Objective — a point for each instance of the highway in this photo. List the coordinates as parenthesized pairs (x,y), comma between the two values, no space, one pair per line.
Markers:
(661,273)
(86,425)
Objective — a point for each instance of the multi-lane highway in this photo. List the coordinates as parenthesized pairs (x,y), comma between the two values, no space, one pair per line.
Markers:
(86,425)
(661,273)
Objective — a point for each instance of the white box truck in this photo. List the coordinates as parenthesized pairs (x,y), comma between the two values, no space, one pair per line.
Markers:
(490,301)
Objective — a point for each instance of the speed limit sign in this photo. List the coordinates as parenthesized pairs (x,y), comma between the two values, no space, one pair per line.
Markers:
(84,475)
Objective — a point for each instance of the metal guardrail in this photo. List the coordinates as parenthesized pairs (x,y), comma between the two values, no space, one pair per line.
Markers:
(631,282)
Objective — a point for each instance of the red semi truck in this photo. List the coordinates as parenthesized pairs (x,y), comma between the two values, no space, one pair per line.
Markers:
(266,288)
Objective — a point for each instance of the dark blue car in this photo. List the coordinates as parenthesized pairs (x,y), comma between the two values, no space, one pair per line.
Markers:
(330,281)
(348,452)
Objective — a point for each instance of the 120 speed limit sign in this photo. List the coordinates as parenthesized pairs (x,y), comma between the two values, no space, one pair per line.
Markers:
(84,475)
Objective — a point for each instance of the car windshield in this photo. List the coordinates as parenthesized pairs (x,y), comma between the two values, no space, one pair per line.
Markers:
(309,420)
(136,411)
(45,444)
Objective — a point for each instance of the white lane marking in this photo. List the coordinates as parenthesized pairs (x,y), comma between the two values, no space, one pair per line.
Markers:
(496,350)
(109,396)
+--
Only lines containing the word "pairs" matter here: count them in the entries and give the number, nothing else.

10